OBJECTIVE 1
Reproduce the lines of the listing verbatim, from the line containing "mark the side mirror | one pin per instance." through the end of the listing, inclusive. Omit the pictures from your answer.

TEXT TO READ

Accurate and reliable measurements in the automotive body shop are necessary to ensure build quality, reduce Work in Progress (WIP) and increase First Time Through (FTT).
Regarding threaded hole and stud measurements, current relative measurement systems cannot provide this information for these features. Laser line and structured light sensors rely on the change in pixels from light to dark to determine where to measure, often resulting in incorrect results that are not repeatable or that require adapters to achieve required repeatability, which is impractical in in-line situations.
The Nikon Laser Radar uses an infrared laser beam to capture scan data in specific patterns aligned to the CAD model. This means that when measuring threaded holes, the Nikon Laser Radar can directly scan the threads below the surface clearance hole, enabling the system to produce correct results using the threads to calculate the position instead of the surface metal.
Similarly, for studs, the Nikon Laser Radar can scan the entire length of the stud and its thread, along with the surrounding surface, to ensure that the correct position is reported without the need for adapters. This also allows the system to output the angle of the stud if required.

DATA PROVIDED
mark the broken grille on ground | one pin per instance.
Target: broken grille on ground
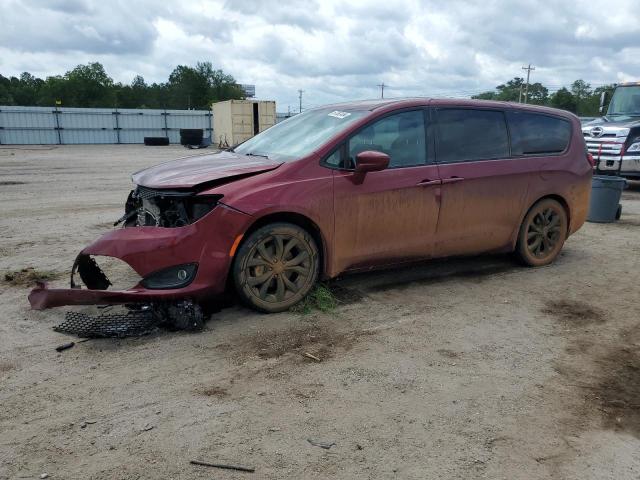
(135, 322)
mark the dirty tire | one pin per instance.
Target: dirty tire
(275, 267)
(542, 233)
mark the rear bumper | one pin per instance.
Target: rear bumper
(207, 242)
(630, 165)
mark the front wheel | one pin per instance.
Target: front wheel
(276, 266)
(542, 233)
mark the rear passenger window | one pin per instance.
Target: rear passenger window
(532, 133)
(465, 135)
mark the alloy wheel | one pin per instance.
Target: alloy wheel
(544, 233)
(278, 268)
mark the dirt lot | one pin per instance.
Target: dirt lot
(464, 369)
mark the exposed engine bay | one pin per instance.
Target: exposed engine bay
(146, 207)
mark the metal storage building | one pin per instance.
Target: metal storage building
(235, 121)
(50, 125)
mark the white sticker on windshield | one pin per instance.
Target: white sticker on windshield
(339, 114)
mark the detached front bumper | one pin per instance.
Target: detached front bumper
(148, 250)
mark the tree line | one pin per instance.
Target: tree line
(90, 86)
(579, 98)
(198, 87)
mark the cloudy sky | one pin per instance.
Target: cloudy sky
(332, 50)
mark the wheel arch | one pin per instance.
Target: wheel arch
(297, 219)
(553, 196)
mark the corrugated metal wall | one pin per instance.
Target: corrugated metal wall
(48, 125)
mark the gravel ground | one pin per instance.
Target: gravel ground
(467, 368)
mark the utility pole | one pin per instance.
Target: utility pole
(526, 89)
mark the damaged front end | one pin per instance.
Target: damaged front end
(165, 208)
(175, 242)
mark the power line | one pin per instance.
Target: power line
(526, 90)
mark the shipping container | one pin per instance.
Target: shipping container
(235, 121)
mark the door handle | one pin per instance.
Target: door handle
(452, 180)
(427, 182)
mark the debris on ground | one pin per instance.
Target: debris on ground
(134, 320)
(130, 323)
(64, 346)
(224, 466)
(325, 445)
(29, 276)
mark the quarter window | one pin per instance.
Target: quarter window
(333, 160)
(532, 133)
(466, 135)
(401, 136)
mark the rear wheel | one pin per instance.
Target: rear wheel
(276, 266)
(542, 233)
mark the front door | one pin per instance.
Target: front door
(483, 189)
(387, 216)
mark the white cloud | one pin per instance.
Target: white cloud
(332, 50)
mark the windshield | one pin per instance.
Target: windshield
(625, 101)
(299, 135)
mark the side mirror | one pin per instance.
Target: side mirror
(603, 101)
(371, 161)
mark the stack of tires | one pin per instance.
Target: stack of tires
(191, 136)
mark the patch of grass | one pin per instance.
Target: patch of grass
(321, 298)
(320, 340)
(29, 276)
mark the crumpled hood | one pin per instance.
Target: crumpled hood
(614, 121)
(191, 171)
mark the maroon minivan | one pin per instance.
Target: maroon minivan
(341, 188)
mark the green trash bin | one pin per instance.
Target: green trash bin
(604, 206)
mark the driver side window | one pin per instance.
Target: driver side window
(401, 136)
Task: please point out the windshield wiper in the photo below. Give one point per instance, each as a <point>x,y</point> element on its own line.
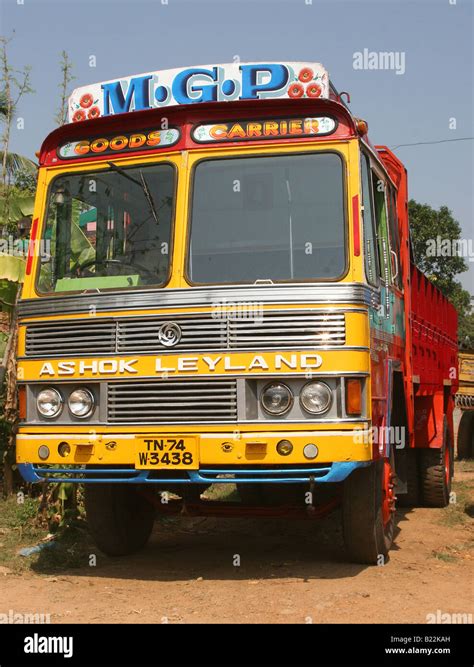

OBJECTIVE 2
In the passage on body shop measurement above, copy the wording verbatim between "Regarding threaded hole" and "the surface metal.", inclusive.

WRITTEN ANSWER 1
mark the side mirror | one pin per instance.
Target: side mirror
(603, 101)
(371, 161)
mark the stack of tires | one pin per instance.
Target: stack of tires
(191, 136)
mark the patch of grass | one pin per instance.
Target: patch of grass
(321, 298)
(320, 340)
(29, 276)
mark the crumpled hood | one pin per instance.
Target: crumpled hood
(614, 121)
(191, 171)
mark the maroon minivan | one pin per instance.
Target: maroon minivan
(341, 188)
mark the green trash bin | one pin per instance.
Target: green trash bin
(604, 206)
mark the driver side window | one pin per instance.
Target: driver side window
(401, 136)
Task: please point out the windshield wiper in the photo below. Give one point per instance, each as a <point>x,y</point> element on its own line.

WRITTEN ANSWER 2
Regarding threaded hole and stud measurements, current relative measurement systems cannot provide this information for these features. Laser line and structured light sensors rely on the change in pixels from light to dark to determine where to measure, often resulting in incorrect results that are not repeatable or that require adapters to achieve required repeatability, which is impractical in in-line situations.
The Nikon Laser Radar uses an infrared laser beam to capture scan data in specific patterns aligned to the CAD model. This means that when measuring threaded holes, the Nikon Laser Radar can directly scan the threads below the surface clearance hole, enabling the system to produce correct results using the threads to calculate the position instead of the surface metal.